| REQUEST 1 |
Answer these questions from the text on Aztec mythology below:
(a) Who leads the Tzitzimimeh in their assault on the sun?
(b) Where does most of what is known about the ancient Aztecs come from?
(c) In the versions that mention Quetzalcoatl's twin brother, what is that brother's name?

| DOCUMENT |
╔══

The Tzitzimimeh, or stars, became jealous of their brighter, more important brother Huitzilopochtli. Their leader, Coyolxauhqui, goddess of the moon, lead them in an assault on the sun and every night they come close to victory when they shine throughout the sky, but are beaten back by the mighty Huitzilopochtli who rules the daytime sky. To aid this all-important god in his continuing war, the Aztecs offer him the nourishment of human sacrifices. They also offer human sacrifices to Tezcatlipoca in fear of his judgment, offer their own blood to Quetzalcoatl, who opposes fatal sacrifices, in thanks of his blood sacrifice for them and give offerings to many other gods for many purposes. Should these sacrifices cease, or should mankind fail to please the gods for any other reason, this fifth sun will go black, the world will be shattered by a catastrophic earthquake, and the Tzitzimitl will slay Huitzilopochtli and all of humanity.

Variations and alternative myths 

Most of what is known about the ancient Aztecs comes from the few codices to survive the Spanish conquest.  Their myths can be confusing not only because of the lack of documentation, but also because there are many popular myths that seem to contradict one another because they were originally passed down by word of mouth and because the Aztecs adopted many of their gods from other tribes, both assigning their own new aspects to these gods and endowing them with aspects of similar gods from various other cultures.  Older myths can be very similar to newer myths while contradicting one another by claiming that a different god performed the same action, probably because myths changed in correlation to the popularity of each of the gods at a given time.

Other variations on this myth state that Coatlicue, the earth goddess, was the mother of the four Tezcatlipocas and the Tzitzimitl.  Some versions say that Quetzalcoatl was born to her first, while she was still a virgin, often mentioning his twin brother Xolotl, the guide of the dead and god of fire.  Tezcatlipoca was then born to her by an obsidian knife, followed by the Tzitzimitl and then Huitzilopochtli.  The most popular variation including Coatlicue depicts her giving birth first to the Tzitzimitl.  Much later she gave birth to Huitzilopochtli when a mysterious ball of feathers appeared to her.  The Tzitzimitl then decapitated the pregnant Coatlicue, believing it to be insulting that she had given birth to another child.  Huitzilopochtli then sprang forth from her womb wielding a serpent of fire and began his epic war with the Tzitzimitl, who were also referred to as the Centzon Huitznahuas.  Sometimes he is said to have decapitated Coyolxauhqui and either used her head to make the moon or thrown it into a canyon.  Further variations depict the ball of feathers as being the father of Huitzilopochtli or the father of Quetzalcoatl and sometimes Xolotl.

╚══

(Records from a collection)
╔══

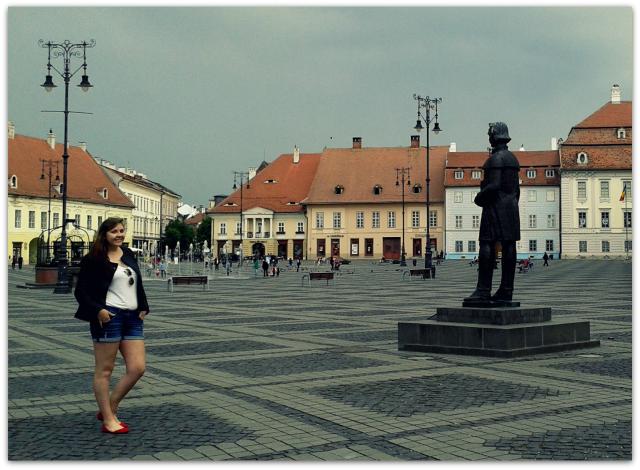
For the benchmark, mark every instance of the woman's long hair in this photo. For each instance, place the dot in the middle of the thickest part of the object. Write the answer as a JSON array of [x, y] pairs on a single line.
[[100, 244]]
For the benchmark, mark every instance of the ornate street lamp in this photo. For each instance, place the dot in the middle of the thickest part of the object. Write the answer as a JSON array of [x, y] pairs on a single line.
[[241, 176], [428, 104], [403, 174], [66, 50]]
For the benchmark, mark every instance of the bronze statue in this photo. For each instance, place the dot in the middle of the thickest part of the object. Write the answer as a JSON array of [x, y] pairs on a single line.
[[499, 195]]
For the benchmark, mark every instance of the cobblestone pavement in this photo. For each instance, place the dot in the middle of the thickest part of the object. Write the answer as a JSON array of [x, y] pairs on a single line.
[[273, 369]]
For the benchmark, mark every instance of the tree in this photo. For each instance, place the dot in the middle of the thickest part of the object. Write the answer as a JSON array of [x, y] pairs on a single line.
[[175, 231]]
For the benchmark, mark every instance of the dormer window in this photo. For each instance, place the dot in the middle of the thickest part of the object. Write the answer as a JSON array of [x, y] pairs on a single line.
[[582, 158]]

╚══

| REQUEST 2 |
Transcribe the rows exactly, from the line with "For the benchmark, mark every instance of the tree" up to and including the last line of the rows.

| COMPLETE OUTPUT 1 |
(a) Coyolxauhqui, goddess of the moon.
(b) The few codices that survived the Spanish conquest.
(c) Xolotl, the guide of the dead and god of fire.

| COMPLETE OUTPUT 2 |
For the benchmark, mark every instance of the tree in this photo. For each instance, place the dot in the middle of the thickest part of the object. Write the answer as a JSON array of [x, y] pairs on a single line.
[[175, 231]]
For the benchmark, mark every instance of the dormer window in this photo. For each instance, place the dot in the middle of the thickest part of the object. Write the answer as a JSON array of [x, y] pairs on a single line.
[[582, 158]]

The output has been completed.